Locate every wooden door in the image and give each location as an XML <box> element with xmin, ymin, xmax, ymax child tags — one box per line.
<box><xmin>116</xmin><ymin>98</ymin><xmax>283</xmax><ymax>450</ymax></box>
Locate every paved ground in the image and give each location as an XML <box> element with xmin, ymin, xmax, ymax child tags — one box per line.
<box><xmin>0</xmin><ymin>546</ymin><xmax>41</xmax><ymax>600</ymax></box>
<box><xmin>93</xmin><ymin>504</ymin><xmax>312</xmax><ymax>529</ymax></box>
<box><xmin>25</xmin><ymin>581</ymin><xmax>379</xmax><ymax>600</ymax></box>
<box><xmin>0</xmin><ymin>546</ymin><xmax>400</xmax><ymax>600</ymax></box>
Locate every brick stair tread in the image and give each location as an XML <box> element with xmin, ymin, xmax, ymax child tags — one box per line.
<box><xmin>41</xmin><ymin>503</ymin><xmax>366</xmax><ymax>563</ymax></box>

...

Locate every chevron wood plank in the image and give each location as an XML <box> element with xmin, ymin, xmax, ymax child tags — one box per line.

■ Given task
Which of the lines above contain the word "each"? Report every such line in full.

■ Output for this exercise
Locate every wooden door in the image and give each location as an XML <box> element with xmin, ymin, xmax, ymax child tags — one box per line.
Locate every paved ground in the image and give each location as an XML <box> element with xmin, ymin, xmax, ymax child tags — one box per line.
Locate every brick stair tread in the image and give each location as an XML <box> element with xmin, ymin, xmax, ymax child tags — one box per line.
Locate every chevron wood plank in the image and give each location as an XML <box> element with xmin, ymin, xmax, ymax child tags — one box per line.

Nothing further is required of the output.